### [Opdracht]
Vervang in al het materiaal hieronder elke "rough mask" door "draft mask" en geef de regels verder ongewijzigd terug.

+++ Uittreksel materiaal +++

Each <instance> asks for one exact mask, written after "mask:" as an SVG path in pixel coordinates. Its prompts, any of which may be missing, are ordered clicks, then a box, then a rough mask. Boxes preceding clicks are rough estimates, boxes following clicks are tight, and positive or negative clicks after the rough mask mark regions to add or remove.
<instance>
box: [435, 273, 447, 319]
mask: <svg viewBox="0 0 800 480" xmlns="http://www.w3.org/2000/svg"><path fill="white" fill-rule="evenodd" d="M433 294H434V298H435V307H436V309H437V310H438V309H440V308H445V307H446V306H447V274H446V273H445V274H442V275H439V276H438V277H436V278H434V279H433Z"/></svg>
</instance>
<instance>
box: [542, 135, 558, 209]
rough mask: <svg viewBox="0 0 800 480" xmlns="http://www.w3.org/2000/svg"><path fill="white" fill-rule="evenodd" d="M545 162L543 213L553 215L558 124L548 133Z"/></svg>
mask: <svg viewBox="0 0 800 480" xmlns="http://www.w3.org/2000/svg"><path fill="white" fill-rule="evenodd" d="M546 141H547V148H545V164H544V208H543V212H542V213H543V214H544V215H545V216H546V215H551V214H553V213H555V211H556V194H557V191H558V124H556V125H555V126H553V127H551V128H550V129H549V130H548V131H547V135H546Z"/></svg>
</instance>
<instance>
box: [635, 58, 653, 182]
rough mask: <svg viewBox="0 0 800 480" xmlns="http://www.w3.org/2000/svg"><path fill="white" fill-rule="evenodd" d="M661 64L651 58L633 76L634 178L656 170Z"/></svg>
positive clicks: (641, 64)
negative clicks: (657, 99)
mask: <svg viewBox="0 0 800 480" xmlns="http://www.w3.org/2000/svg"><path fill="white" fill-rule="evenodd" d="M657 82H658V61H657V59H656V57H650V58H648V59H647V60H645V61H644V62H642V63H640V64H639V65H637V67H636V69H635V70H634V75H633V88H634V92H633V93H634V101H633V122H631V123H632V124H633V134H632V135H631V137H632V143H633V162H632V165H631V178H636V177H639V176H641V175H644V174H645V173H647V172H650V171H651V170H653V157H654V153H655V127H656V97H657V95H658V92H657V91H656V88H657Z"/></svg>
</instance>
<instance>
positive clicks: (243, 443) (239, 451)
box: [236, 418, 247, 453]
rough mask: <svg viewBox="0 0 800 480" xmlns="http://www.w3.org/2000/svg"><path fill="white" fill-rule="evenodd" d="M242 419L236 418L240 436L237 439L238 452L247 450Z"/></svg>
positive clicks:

+++

### [Verwachte uitvoer]
Each <instance> asks for one exact mask, written after "mask:" as an SVG path in pixel coordinates. Its prompts, any of which may be missing, are ordered clicks, then a box, then a draft mask. Boxes preceding clicks are rough estimates, boxes following clicks are tight, and positive or negative clicks after the draft mask mark regions to add or remove.
<instance>
box: [435, 273, 447, 319]
mask: <svg viewBox="0 0 800 480" xmlns="http://www.w3.org/2000/svg"><path fill="white" fill-rule="evenodd" d="M433 294H434V298H435V307H436V309H437V310H438V309H440V308H445V307H446V306H447V274H446V273H445V274H442V275H439V276H438V277H436V278H434V279H433Z"/></svg>
</instance>
<instance>
box: [542, 135, 558, 209]
draft mask: <svg viewBox="0 0 800 480" xmlns="http://www.w3.org/2000/svg"><path fill="white" fill-rule="evenodd" d="M545 162L543 213L553 215L558 124L548 133Z"/></svg>
mask: <svg viewBox="0 0 800 480" xmlns="http://www.w3.org/2000/svg"><path fill="white" fill-rule="evenodd" d="M546 141H547V148H545V164H544V208H543V212H542V213H543V214H544V215H545V216H546V215H551V214H553V213H555V211H556V194H557V191H558V124H556V125H555V126H553V127H551V128H550V129H549V130H548V131H547V135H546Z"/></svg>
</instance>
<instance>
box: [635, 58, 653, 182]
draft mask: <svg viewBox="0 0 800 480" xmlns="http://www.w3.org/2000/svg"><path fill="white" fill-rule="evenodd" d="M661 64L651 58L633 76L634 178L656 170Z"/></svg>
positive clicks: (641, 64)
negative clicks: (657, 99)
mask: <svg viewBox="0 0 800 480" xmlns="http://www.w3.org/2000/svg"><path fill="white" fill-rule="evenodd" d="M657 82H658V61H657V59H656V57H650V58H648V59H647V60H645V61H644V62H642V63H640V64H639V65H637V67H636V69H635V70H634V75H633V88H634V92H633V93H634V101H633V122H631V123H632V124H633V134H632V135H631V137H632V143H633V162H632V165H631V178H636V177H639V176H641V175H644V174H645V173H647V172H650V171H651V170H653V157H654V153H655V127H656V97H657V95H658V92H657V91H656V88H657Z"/></svg>
</instance>
<instance>
positive clicks: (243, 443) (239, 451)
box: [236, 418, 247, 453]
draft mask: <svg viewBox="0 0 800 480" xmlns="http://www.w3.org/2000/svg"><path fill="white" fill-rule="evenodd" d="M242 419L236 418L240 436L237 439L238 452L247 450Z"/></svg>
positive clicks:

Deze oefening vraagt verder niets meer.